By Day Three I was a space cadet. I laughed uncontrollably, as if I was stoned on acid. Colors seemed very intense, and my brain raced wildly with bizarre thoughts. (My doctor later said I was experiencing a sustained rush of new oxygen to the brain). My whole body ached, and someone at the quit-smoking website wrote that I'd probably contracted the 'Quit Flu'. I obsessed non-stop about either smoking or not smoking, and became painfully aware of every lit cigarette within sight or smell.
And then a blow to my motivation, on Day Four: Mary left the country with her family, and wouldn't be back for two months! So much for her shoulder to lean on while I quit. A part of me whispered, "You can smoke now and re-quit later, and she'll never know," but I decided to soldier on and have more smoke-free weeks quit under my belt when she returned.
By Day Twenty I was already feeling better. I still wasn't sleeping much (my sleep patterns wouldn't stabilize for another month or two), and I was coughing up a lot of brown goo, but the flu-like symptoms were gone and I was going hours at a time without thinking about a cigarette.
And so it went. I sailed through my quit, noting one surprise benefit of quitting after another. Sleep deprived or not, I felt more alert and like I was really in my body. I took morning walks, and during one of them I suddenly wanted to run. It was exhilarating! I joined the Y, and started lifting weights. I wondered why people seemed to be wearing stronger cologne and perfume lately, until I realized that my sense of smell was returning. When I did have a smoking urge, I logged in to my quit-site and distracted myself. I finally stopped spitting up old lung tar, too, and noted that my wallet always had a lot more cash in it. Why had I never tried quitting before? Doing so had triggered changes in many areas of my life; I even made a couple of new ex-smoking friends, and began thinking of myself as an ex-smoker.
Until this morning, that it is. Mary got back from her long family vacation and introduced me to Mark, her new boyfriend. That was bad. Worse, he reeked of cigarettes! Filthy, stinking cigarettes. I was stunned. After a short, awkward silence, I blurted out something like, "Glad to meet you and by the way I'm still not smoking," and beat a hasty retreat. I felt betrayed. What was Mary's problem? Why would she sell out her values for love? How could she do this to me, after I'd changed my smoking life to be with her (though I never did tell her that, truth be told)? My thoughts turned to smoking. "I'll show her," I resolved. "Screw this quit."

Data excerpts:
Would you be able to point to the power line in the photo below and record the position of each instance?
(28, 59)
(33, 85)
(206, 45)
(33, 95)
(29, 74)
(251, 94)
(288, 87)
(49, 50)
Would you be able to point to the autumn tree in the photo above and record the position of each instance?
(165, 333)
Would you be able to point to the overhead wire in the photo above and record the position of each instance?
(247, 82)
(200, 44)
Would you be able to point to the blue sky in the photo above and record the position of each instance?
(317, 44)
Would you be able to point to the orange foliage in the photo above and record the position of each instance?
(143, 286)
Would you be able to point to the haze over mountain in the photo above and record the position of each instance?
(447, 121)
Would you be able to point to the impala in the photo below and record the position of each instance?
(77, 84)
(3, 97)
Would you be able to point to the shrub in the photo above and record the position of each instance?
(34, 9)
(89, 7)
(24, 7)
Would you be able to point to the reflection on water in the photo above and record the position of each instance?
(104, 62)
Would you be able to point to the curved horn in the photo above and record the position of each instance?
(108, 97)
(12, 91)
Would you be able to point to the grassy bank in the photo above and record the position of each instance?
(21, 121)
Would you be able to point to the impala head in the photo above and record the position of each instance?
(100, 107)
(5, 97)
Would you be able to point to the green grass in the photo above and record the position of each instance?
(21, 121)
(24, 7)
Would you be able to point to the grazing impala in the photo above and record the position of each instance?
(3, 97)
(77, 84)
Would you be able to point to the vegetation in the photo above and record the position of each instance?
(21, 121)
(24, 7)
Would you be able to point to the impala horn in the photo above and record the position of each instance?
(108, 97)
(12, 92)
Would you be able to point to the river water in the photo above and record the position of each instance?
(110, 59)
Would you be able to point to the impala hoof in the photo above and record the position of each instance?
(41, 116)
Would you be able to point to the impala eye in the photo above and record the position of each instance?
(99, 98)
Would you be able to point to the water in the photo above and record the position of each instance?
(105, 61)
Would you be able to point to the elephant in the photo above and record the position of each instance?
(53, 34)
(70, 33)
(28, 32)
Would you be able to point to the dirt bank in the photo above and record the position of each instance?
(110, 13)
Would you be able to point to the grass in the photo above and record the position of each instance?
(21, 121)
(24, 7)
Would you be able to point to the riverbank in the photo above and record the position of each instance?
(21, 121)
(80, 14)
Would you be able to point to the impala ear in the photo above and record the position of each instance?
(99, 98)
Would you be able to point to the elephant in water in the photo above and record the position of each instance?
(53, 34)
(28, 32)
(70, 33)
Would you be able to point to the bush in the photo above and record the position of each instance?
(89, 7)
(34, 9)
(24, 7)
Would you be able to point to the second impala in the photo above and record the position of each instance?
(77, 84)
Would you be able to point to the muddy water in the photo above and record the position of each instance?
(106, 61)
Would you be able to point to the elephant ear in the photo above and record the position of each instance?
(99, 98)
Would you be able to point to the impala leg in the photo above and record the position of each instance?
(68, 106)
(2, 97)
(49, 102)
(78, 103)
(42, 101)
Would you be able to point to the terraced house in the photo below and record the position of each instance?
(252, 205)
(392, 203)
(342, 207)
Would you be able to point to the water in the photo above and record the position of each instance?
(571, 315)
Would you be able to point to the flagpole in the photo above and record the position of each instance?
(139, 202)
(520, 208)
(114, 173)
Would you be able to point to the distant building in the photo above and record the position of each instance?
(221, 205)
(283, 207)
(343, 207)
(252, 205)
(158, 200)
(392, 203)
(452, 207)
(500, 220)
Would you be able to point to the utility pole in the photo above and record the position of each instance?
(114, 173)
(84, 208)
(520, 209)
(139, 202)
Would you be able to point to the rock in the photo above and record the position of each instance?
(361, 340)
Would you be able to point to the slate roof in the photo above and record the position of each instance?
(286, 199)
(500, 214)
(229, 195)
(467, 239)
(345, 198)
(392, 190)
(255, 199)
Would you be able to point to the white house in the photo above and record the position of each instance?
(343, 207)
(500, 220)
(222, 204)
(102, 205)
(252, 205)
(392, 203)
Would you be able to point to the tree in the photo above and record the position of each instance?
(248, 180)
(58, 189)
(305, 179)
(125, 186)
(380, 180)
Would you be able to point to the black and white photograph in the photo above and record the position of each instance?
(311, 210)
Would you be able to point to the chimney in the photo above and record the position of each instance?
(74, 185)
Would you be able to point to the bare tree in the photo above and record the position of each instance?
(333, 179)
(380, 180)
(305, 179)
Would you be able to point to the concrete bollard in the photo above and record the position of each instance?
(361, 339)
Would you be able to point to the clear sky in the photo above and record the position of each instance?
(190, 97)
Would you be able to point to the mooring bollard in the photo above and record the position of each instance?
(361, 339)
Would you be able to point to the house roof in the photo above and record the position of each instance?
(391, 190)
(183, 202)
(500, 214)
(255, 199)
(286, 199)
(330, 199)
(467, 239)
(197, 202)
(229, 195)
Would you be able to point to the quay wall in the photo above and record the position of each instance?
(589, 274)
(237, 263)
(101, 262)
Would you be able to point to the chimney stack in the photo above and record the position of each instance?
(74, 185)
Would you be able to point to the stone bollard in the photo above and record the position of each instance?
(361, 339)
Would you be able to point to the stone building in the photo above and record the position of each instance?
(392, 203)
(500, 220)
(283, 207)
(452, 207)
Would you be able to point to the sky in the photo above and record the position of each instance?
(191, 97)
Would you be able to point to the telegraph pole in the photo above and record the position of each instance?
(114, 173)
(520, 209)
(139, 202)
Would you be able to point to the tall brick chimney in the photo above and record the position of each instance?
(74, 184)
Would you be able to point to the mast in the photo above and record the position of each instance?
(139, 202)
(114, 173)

Task statement: Write out, word for word, the passage of the quitting-smoking account that opens with the words containing "By Day Three" and closes with "when she returned.".

Written answer:
By Day Three I was a space cadet. I laughed uncontrollably, as if I was stoned on acid. Colors seemed very intense, and my brain raced wildly with bizarre thoughts. (My doctor later said I was experiencing a sustained rush of new oxygen to the brain). My whole body ached, and someone at the quit-smoking website wrote that I'd probably contracted the 'Quit Flu'. I obsessed non-stop about either smoking or not smoking, and became painfully aware of every lit cigarette within sight or smell.
And then a blow to my motivation, on Day Four: Mary left the country with her family, and wouldn't be back for two months! So much for her shoulder to lean on while I quit. A part of me whispered, "You can smoke now and re-quit later, and she'll never know," but I decided to soldier on and have more smoke-free weeks quit under my belt when she returned.